_Supplied passage_
□ □ □ □ □

At Howard she met and fell in love with a young Jamaican architect, Harold                   
Morrison. They married in 1958 and their first son, Harold Ford, was born in                 
1961. Toni continued teaching while helping take care of her family. She also                 
joined a small writer's group as a temporary escape from an unhappy married life.             
She needed company of other people who appreciated literature as much as she did.             
Each member was required to bring a story or poem for discussion. One week,                   
having nothing to bring, she quickly wrote a story loosely based on a girl she               
knew in childhood who had prayed to God for blue eyes. The story was well-received           
by the group and then Toni put it away thinking she was done with it. Her                     
marriage deteriorated, and while pregnant with their second child she left her               
husband, left her job at the university, and took her son on a trip to Europe.               
Later, she divorced her husband and returned to her parents' house in Lorain                 
with her two sons.                                                                           
In the fall of 1964 Morrison obtained a job with a textbook subsidiary of Random             
House in Syracuse, New York as an associate editor. Her hope was to be                       
transferred soon to New York City. While working all day, her sons were taken                 
care of by the housekeeper and in the evening Morrison cooked dinner and played               
with the boys until their bedtime. When her sons were asleep, she started                     
writing. She dusted off the story she had written for the writer's group and                 
decided to make it into a novel. She drew on her memories from childhood and                 
expanded them with her imagination so that the characters developed a life of                 
their own. She found writing exciting and challenging. Other than parenting, she             
found everything else boring by comparison.

□ □ □ □ □

_Material provided_
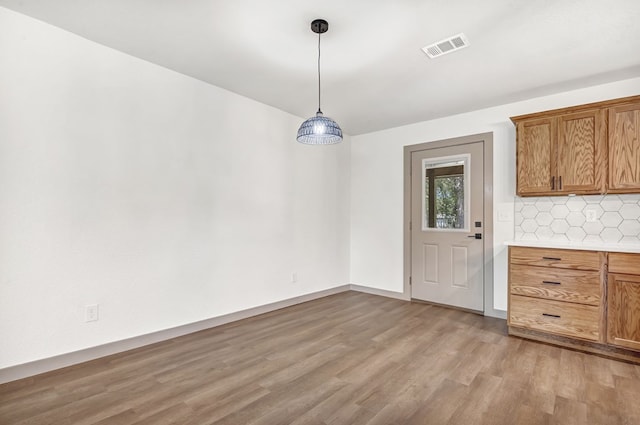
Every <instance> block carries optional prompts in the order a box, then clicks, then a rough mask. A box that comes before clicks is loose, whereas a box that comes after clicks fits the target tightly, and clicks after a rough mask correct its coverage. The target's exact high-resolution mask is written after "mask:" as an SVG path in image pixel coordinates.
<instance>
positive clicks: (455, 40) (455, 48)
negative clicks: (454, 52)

□ □ □ □ □

_What is needed_
Please write out the passage about Toni Morrison starting at "She needed company" and ending at "trip to Europe.", swapping "Europe" for "Canada". Rely solely on the passage about Toni Morrison.

_Solution_
She needed company of other people who appreciated literature as much as she did.             
Each member was required to bring a story or poem for discussion. One week,                   
having nothing to bring, she quickly wrote a story loosely based on a girl she               
knew in childhood who had prayed to God for blue eyes. The story was well-received           
by the group and then Toni put it away thinking she was done with it. Her                     
marriage deteriorated, and while pregnant with their second child she left her               
husband, left her job at the university, and took her son on a trip to Canada.